____ Selected extract

‘Tapping into Ky’s untapped resource.’ Lots of maple trees means lots of maple syrup.
Seth and Sheryl Long live on a farm in Letcher County with the requisite barns, some chickens, the stalky remains of winter kale planted in rows.
But the biggest crop rises far above the narrow hollow outside of Whitesburg, stretching hundreds of feet on former mine lands behind their house. And it’s about time for the harvest, sent down from some 200 maple trees through thousands of feet of blue tubing until it coalesces into a large steel tank behind their house.
SouthDown Farm is one of Kentucky’s largest producers of maple syrup, and the Longs are some of its biggest boosters as a cottage industry that could thrive in Kentucky.
“We’re just capturing something that has been here a long, long time,” Seth Long said.
He has a full-time job with a housing non-profit in Whitesburg, but first got interested in maple syrup as a home-schooling experiment with his kids. They tapped a couple of maples behind the house in a bucket, boiled it down and suddenly had delicious, liquid gold. Or amber, as the case may be.

________

Description of the task -
Using the maple syrup article, answer these:
(a) In which county do Seth and Sheryl Long live?
(b) About how many maple trees send sap down to the steel tank behind their house?
(c) Where does Seth Long hold his full-time job?

____ Entries shown

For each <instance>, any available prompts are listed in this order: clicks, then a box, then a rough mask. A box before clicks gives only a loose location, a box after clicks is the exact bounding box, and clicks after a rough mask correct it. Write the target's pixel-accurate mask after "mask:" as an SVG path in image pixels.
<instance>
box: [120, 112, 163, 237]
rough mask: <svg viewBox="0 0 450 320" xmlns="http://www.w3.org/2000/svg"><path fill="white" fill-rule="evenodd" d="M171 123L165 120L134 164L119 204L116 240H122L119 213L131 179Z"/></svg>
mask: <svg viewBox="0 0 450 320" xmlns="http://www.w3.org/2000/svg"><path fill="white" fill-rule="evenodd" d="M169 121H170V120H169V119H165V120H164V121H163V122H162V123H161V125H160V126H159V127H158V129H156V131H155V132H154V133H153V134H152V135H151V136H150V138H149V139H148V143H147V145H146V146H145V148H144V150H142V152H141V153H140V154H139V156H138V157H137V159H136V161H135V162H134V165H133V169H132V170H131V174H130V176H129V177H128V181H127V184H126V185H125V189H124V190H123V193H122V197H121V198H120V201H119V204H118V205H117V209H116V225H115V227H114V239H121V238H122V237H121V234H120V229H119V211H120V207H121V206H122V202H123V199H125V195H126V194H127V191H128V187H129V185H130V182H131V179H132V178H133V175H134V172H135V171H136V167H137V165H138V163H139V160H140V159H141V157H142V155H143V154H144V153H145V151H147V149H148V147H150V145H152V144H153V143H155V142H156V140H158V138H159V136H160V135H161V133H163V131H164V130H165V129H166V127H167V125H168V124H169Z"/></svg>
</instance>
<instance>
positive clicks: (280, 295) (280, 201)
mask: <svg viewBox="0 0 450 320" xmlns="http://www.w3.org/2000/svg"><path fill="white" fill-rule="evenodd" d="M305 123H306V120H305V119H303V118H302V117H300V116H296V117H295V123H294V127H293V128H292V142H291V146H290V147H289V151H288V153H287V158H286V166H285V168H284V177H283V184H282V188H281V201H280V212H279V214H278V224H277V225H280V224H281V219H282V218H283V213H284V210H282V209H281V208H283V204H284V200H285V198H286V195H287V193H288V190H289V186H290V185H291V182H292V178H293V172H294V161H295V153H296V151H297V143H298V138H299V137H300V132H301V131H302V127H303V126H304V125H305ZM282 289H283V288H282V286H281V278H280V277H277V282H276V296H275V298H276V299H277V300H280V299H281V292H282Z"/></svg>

________

Answer area -
(a) Letcher County
(b) Some 200
(c) With a housing non-profit in Whitesburg